Le 18 novembre 2021, Débattre en Sorbonne a accueilli Anne Soupa pour une conférence-débat sobrement intitulée « Religion et féminisme ». Commençons néanmoins par quelques rappels sur le statut et les actions de Débattre en Sorbonne. Cette association universitaire entend promouvoir « la langue française et la culture francophone auprès des jeunes à travers la pratique du débat et de joutes oratoires ». Elle crée des événements sur diverses thématiques définies par leurs invités tels que Charlie Hebdo, Laurent Fabius ou Owen Simonin. Alma Mater a pu se rendre à la conférence organisée en collaboration avec Anne Soupa et vous en a ramené les temps forts.
L’invitée, désormais essayiste et journaliste, a cependant commencé des études de droit pour finalement terminer par un doctorat en théologie. Catholique de confession, elle appartient à un courant féministe chrétien. En effet, Anne Soupa signe le paroxysme de son engagement féministe en tant que cofondatrice du Comité de la jupe, une association qui lutte contre les discriminations faites à l’encontre des femmes dans l’Église catholique. Elle y promeut le mouvement féministe au sein de cette branche du christianisme, ce qui explique davantage le retentissement de son nom dans la sphère religieuse lorsqu’elle a émis une candidature pour l’archevêché de Lyon en 2020 ; une place que l’Église catholique juge comme inaccessible aux femmes.

= = = =

▸ Énoncé: Recopiez mot pour mot le passage de l'article sur la conférence d'Anne Soupa qui s'ouvre sur les mots contenant « Le 18 novembre » et se clôt sur « les temps forts. ».

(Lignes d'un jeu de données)
= = = =

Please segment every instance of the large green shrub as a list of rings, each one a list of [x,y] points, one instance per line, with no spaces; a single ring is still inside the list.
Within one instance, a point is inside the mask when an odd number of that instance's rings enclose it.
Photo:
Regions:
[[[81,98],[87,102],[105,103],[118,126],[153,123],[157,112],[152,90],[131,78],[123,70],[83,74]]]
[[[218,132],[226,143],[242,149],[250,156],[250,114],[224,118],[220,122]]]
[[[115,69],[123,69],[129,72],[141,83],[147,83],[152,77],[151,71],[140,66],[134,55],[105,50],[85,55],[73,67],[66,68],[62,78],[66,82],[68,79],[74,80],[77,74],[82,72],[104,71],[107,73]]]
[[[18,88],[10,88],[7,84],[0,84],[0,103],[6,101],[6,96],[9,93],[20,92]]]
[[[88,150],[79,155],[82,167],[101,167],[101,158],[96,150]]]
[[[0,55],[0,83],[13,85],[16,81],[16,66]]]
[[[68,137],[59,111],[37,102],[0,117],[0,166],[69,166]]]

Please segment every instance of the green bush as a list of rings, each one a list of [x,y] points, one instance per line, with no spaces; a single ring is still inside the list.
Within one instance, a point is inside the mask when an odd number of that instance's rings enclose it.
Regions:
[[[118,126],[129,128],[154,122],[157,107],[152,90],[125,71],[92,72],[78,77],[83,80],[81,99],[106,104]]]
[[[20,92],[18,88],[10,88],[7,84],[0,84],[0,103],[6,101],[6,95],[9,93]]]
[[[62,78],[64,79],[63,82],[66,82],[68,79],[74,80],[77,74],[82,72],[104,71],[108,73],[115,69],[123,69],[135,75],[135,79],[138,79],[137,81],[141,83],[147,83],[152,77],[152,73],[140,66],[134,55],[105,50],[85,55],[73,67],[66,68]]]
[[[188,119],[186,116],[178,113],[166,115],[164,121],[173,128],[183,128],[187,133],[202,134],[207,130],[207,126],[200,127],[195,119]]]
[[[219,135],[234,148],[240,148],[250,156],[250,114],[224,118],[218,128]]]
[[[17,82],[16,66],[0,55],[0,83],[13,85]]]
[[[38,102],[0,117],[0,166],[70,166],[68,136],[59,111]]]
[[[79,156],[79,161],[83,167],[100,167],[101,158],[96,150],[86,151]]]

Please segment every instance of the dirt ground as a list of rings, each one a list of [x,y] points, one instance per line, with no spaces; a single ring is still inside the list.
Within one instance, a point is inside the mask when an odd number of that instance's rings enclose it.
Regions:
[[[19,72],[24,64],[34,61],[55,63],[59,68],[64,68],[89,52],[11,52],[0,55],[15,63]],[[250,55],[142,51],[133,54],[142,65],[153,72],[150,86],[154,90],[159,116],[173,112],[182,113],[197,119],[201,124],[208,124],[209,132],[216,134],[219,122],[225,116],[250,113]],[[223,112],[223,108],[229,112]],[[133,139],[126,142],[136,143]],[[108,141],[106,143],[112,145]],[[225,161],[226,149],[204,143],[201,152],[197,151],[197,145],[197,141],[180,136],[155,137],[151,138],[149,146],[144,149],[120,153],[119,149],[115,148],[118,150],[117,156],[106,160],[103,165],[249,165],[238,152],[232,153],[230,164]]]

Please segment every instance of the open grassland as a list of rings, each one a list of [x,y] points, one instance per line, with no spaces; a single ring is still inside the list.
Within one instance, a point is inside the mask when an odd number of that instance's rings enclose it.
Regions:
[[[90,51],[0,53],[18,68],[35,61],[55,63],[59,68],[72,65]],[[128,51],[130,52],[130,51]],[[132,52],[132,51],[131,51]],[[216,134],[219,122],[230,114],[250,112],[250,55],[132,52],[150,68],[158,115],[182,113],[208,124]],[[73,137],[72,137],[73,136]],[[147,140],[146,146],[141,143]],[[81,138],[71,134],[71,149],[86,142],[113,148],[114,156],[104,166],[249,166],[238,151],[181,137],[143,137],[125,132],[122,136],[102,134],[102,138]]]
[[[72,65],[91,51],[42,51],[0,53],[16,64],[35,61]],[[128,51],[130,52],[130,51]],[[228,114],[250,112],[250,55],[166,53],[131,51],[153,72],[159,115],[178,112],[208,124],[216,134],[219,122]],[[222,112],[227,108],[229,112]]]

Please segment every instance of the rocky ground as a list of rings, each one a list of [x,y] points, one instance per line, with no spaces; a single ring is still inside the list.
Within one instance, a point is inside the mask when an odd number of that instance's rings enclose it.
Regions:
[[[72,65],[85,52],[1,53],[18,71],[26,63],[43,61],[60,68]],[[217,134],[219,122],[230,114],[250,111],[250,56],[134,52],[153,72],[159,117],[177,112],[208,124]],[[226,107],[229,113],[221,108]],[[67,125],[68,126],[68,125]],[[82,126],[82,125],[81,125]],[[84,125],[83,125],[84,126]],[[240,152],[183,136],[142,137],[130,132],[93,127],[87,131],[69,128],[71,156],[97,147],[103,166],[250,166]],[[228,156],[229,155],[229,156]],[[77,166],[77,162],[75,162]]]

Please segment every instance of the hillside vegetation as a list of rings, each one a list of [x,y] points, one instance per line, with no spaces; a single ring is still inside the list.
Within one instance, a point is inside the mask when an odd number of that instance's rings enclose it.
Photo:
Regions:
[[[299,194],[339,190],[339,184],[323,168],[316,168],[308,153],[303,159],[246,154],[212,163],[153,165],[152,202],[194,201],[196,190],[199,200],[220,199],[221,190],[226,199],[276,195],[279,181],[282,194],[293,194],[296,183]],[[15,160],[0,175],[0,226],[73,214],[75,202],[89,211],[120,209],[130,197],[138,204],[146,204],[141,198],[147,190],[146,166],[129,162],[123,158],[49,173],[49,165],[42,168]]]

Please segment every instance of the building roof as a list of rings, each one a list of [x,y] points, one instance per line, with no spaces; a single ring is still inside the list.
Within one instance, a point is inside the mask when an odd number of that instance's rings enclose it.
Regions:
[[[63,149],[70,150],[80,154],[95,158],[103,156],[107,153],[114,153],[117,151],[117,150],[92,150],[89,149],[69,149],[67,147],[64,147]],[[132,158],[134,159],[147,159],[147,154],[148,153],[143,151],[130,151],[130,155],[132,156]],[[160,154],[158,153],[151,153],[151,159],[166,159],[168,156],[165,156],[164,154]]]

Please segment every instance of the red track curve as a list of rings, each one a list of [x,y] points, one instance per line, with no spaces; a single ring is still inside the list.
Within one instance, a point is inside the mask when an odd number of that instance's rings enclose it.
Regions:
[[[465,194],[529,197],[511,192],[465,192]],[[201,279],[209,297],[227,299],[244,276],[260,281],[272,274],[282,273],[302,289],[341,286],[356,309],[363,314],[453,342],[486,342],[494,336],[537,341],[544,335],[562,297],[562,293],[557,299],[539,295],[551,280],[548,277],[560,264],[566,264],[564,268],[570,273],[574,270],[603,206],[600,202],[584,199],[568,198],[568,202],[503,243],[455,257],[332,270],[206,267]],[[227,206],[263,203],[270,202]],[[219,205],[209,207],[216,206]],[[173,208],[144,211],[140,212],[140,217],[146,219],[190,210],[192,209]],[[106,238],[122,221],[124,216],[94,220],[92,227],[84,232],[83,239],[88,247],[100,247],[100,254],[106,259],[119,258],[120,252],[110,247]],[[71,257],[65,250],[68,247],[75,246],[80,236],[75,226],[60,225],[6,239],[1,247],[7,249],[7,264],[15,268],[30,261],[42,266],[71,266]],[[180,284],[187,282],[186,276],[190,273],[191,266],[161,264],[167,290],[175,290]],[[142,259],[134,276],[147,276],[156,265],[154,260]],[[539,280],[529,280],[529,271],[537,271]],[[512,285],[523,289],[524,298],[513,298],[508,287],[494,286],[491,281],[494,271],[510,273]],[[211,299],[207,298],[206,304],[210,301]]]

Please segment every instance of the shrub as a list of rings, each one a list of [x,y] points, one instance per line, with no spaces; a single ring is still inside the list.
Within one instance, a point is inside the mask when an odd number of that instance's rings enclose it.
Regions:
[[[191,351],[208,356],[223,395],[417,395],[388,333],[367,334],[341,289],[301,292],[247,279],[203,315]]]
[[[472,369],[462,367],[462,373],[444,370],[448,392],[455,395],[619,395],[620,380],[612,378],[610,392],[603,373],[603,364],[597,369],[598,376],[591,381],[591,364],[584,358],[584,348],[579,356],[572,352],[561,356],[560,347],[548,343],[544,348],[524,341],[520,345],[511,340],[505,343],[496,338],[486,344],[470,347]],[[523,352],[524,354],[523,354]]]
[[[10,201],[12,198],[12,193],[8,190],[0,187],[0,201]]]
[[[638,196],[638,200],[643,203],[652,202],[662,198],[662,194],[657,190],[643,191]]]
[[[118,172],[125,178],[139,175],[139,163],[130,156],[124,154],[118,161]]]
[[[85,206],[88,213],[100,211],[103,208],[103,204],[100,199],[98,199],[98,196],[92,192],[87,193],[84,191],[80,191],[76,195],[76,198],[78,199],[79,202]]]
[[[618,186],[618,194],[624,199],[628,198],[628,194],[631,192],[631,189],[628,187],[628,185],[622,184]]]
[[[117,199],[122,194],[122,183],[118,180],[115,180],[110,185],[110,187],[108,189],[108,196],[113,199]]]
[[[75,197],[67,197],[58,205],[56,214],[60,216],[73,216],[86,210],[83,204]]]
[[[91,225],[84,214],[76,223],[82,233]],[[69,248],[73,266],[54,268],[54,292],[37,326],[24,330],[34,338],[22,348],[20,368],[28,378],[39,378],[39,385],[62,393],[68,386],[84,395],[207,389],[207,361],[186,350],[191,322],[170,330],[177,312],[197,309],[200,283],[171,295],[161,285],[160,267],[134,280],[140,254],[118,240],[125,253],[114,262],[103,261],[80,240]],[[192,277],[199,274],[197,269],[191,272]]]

= = = =

▸ Réponse finale:
Le 18 novembre 2021, Débattre en Sorbonne a accueilli Anne Soupa pour une conférence-débat sobrement intitulée « Religion et féminisme ». Commençons néanmoins par quelques rappels sur le statut et les actions de Débattre en Sorbonne. Cette association universitaire entend promouvoir « la langue française et la culture francophone auprès des jeunes à travers la pratique du débat et de joutes oratoires ». Elle crée des événements sur diverses thématiques définies par leurs invités tels que Charlie Hebdo, Laurent Fabius ou Owen Simonin. Alma Mater a pu se rendre à la conférence organisée en collaboration avec Anne Soupa et vous en a ramené les temps forts.